▸ **Provided records**:

::::

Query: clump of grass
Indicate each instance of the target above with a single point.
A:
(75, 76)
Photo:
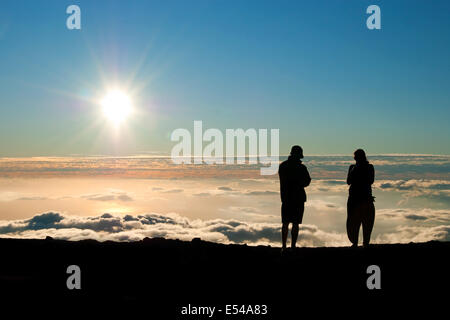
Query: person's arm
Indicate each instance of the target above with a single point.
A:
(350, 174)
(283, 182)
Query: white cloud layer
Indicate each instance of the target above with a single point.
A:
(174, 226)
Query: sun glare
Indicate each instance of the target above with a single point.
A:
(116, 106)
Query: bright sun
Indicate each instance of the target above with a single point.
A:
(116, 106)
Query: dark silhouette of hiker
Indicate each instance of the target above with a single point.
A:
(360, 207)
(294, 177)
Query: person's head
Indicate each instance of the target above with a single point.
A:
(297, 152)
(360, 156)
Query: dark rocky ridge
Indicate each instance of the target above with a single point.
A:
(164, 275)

::::

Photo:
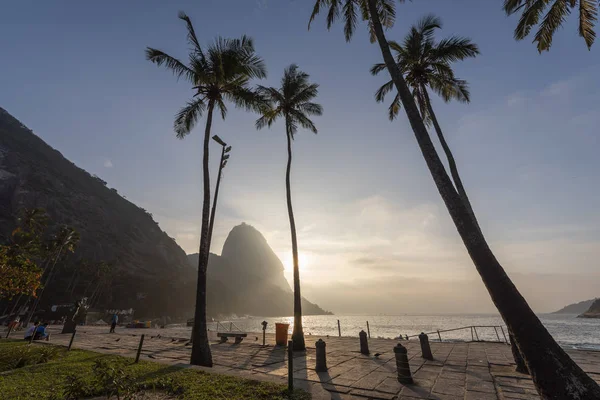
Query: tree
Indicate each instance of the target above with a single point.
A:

::::

▸ **Exercise instructions**:
Find each line in the records above that contains the string "person" and copy those lines out. The match is case-sensitive.

▸ **Response**:
Query: person's arm
Query: person's head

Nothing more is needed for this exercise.